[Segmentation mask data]
▽

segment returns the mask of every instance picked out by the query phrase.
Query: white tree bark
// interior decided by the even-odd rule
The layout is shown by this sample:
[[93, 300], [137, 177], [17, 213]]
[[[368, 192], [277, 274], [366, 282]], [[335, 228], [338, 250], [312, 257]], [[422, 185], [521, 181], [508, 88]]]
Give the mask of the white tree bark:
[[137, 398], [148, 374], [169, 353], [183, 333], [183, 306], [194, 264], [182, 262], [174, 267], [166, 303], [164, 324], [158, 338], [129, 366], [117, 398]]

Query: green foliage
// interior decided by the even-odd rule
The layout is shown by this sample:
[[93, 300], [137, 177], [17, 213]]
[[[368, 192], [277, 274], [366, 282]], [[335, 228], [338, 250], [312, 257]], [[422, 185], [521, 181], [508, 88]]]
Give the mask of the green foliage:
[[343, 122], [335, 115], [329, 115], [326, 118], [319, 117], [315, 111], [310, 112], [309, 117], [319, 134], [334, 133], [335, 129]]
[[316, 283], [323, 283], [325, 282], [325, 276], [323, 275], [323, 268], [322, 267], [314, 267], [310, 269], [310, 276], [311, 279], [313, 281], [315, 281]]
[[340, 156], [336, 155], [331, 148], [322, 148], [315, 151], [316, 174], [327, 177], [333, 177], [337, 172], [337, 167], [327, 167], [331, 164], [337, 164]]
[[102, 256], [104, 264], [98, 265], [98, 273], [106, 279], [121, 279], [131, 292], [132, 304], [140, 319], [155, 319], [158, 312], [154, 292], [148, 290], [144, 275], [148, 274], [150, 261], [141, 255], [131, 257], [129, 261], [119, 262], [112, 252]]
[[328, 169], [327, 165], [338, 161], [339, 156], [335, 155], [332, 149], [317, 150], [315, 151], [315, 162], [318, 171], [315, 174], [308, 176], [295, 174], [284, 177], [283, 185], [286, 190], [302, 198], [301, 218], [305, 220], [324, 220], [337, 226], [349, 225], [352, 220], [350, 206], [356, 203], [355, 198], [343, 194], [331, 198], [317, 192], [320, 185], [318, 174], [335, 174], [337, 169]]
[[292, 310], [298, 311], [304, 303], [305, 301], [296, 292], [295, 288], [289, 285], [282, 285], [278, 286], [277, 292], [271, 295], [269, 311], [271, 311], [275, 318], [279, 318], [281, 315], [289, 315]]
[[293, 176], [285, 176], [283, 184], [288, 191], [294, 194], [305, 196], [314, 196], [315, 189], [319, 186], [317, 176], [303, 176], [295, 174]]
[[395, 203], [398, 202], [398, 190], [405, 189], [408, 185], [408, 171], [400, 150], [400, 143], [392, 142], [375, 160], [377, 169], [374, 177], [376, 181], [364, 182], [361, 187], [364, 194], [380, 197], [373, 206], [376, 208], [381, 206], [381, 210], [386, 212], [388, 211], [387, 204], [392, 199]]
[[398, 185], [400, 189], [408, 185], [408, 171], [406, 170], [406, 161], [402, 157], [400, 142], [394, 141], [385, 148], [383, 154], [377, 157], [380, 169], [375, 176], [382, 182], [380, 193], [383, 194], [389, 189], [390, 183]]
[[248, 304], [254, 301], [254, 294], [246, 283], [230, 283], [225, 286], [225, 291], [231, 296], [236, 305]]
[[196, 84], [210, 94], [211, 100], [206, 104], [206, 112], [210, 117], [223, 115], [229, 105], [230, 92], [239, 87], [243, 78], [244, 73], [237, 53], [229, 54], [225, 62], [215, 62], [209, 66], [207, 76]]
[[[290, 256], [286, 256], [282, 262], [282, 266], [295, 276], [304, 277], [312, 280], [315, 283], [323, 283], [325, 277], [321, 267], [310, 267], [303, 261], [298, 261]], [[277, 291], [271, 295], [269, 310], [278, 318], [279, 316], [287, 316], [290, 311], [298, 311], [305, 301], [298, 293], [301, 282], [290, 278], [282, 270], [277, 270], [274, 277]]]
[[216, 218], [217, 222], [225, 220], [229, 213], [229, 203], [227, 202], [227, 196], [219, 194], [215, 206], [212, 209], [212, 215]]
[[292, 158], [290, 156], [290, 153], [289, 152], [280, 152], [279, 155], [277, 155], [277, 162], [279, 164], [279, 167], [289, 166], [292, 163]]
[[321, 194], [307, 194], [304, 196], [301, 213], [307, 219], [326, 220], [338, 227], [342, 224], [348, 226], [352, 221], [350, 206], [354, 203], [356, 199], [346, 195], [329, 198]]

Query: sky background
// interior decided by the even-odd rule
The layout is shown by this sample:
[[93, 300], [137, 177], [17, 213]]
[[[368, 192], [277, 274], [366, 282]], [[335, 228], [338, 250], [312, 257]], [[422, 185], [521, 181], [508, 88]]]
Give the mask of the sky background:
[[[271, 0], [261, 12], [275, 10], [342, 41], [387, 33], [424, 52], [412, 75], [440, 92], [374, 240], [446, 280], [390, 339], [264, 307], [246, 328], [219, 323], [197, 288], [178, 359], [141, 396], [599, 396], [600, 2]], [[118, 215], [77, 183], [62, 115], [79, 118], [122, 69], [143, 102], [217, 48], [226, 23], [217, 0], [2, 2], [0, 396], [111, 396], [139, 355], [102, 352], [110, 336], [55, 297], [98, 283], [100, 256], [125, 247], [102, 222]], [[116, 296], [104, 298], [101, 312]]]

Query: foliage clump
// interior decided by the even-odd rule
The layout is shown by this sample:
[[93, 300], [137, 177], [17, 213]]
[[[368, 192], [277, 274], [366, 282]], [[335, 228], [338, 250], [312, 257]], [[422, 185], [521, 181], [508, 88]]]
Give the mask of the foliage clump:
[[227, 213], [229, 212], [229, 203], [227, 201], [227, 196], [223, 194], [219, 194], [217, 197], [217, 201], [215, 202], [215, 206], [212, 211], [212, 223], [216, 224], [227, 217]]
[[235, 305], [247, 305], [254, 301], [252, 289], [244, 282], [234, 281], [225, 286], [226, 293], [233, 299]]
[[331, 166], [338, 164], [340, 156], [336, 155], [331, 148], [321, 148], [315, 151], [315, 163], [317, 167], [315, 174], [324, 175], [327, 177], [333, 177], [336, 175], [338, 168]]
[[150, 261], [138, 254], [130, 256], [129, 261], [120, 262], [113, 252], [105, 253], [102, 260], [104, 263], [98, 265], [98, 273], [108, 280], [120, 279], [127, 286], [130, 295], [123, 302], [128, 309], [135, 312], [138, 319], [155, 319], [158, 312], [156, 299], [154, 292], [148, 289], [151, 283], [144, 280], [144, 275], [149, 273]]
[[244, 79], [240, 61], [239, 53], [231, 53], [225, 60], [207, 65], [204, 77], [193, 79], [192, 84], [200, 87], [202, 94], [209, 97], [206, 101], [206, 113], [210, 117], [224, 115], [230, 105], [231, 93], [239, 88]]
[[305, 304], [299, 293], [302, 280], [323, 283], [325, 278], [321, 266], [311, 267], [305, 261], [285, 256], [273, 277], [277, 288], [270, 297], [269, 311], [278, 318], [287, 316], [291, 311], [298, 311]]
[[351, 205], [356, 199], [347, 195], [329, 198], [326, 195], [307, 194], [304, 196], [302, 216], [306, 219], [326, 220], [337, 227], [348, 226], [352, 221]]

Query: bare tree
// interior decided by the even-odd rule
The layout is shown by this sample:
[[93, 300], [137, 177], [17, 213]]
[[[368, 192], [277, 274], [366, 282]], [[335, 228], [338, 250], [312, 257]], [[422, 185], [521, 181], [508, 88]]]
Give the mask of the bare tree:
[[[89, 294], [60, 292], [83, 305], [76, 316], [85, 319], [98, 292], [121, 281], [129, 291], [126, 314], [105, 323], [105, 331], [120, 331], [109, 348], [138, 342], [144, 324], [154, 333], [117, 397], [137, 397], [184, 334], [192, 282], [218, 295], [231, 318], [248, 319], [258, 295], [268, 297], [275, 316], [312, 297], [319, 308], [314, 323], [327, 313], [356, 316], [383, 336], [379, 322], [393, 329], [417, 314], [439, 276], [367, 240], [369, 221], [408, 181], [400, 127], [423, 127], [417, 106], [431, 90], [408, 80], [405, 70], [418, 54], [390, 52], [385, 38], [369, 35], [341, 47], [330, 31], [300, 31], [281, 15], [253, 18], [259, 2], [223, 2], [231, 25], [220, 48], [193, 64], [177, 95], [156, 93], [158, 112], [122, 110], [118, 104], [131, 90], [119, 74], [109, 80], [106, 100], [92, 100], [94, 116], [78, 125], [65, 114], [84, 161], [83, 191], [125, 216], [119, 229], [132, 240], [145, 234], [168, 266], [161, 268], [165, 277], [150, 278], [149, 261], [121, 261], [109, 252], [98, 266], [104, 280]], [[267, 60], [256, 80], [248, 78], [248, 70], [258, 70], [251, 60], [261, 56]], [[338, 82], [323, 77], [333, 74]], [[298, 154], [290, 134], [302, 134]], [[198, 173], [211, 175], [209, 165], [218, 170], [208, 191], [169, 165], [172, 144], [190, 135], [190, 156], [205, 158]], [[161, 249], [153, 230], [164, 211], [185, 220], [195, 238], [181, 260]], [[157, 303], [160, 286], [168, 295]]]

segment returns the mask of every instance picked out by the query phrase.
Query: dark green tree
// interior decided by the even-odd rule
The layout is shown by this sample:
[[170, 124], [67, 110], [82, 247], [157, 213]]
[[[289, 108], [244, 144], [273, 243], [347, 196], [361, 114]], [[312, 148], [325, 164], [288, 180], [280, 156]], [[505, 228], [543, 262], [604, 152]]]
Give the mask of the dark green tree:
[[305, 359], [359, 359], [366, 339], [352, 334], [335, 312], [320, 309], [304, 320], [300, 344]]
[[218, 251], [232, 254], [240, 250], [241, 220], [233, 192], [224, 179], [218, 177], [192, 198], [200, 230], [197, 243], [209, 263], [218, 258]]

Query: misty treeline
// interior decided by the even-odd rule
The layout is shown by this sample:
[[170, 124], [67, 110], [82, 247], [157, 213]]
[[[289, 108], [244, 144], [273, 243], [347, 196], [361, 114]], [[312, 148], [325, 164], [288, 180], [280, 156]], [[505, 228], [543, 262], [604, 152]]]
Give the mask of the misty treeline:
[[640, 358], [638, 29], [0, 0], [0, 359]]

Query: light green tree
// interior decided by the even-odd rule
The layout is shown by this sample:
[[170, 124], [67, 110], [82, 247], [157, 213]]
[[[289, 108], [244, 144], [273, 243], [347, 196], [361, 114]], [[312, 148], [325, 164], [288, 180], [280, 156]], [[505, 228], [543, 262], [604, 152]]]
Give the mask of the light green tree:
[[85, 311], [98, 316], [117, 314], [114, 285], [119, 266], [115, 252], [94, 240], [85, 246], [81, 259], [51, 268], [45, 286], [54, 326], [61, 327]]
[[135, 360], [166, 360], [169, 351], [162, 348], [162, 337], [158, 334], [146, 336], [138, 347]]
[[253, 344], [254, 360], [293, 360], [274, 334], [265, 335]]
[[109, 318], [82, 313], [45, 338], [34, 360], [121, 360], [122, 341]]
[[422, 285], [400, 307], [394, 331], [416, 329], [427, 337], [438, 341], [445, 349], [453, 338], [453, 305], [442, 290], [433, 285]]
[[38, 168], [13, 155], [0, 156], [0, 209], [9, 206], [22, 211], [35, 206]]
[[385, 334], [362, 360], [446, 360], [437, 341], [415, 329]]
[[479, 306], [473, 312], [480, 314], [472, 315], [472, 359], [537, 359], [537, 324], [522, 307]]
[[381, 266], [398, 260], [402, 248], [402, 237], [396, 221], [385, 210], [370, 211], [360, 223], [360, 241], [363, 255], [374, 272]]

△

Retype, exactly as written, each line from the one that has "Query: misty treeline" to the bottom of the entries above, and include both of those lines.

**Answer for this exercise:**
Query: misty treeline
// interior decided by the even-odd rule
The layout is shown by this sample:
[[170, 124], [67, 110], [82, 247], [157, 213]]
[[[289, 108], [244, 144], [273, 243], [347, 196], [361, 114]], [[312, 148], [325, 164], [288, 180], [280, 156]], [[505, 228], [543, 262], [604, 152]]]
Give the mask of the misty treeline:
[[640, 358], [638, 29], [0, 0], [0, 359]]

Query: light green tree
// interior decided by the even-odd rule
The layout is shown by this sample:
[[170, 124], [67, 110], [82, 247], [157, 213]]
[[[289, 108], [244, 144], [273, 243], [347, 196], [361, 114]], [[312, 148], [325, 164], [288, 180], [280, 156]], [[505, 228], [543, 262], [604, 152]]]
Give the mask of the light green tree:
[[85, 311], [98, 316], [117, 314], [114, 285], [119, 266], [115, 252], [94, 240], [85, 246], [81, 259], [51, 268], [45, 286], [54, 326], [61, 327]]
[[135, 360], [166, 360], [169, 351], [162, 348], [162, 337], [158, 334], [146, 336], [138, 347]]
[[253, 344], [254, 360], [293, 360], [274, 334], [265, 335]]
[[109, 318], [82, 313], [45, 338], [34, 360], [121, 360], [122, 341]]
[[422, 285], [400, 307], [394, 331], [416, 329], [427, 337], [438, 341], [445, 349], [453, 338], [453, 305], [442, 290], [433, 285]]
[[38, 168], [13, 155], [0, 156], [0, 209], [9, 206], [22, 211], [35, 206]]
[[385, 334], [362, 360], [446, 360], [437, 341], [415, 329]]
[[479, 306], [473, 312], [480, 314], [472, 315], [472, 359], [537, 359], [537, 324], [522, 307]]
[[381, 266], [398, 260], [402, 248], [402, 237], [396, 221], [385, 210], [370, 211], [360, 223], [360, 241], [363, 255], [374, 272]]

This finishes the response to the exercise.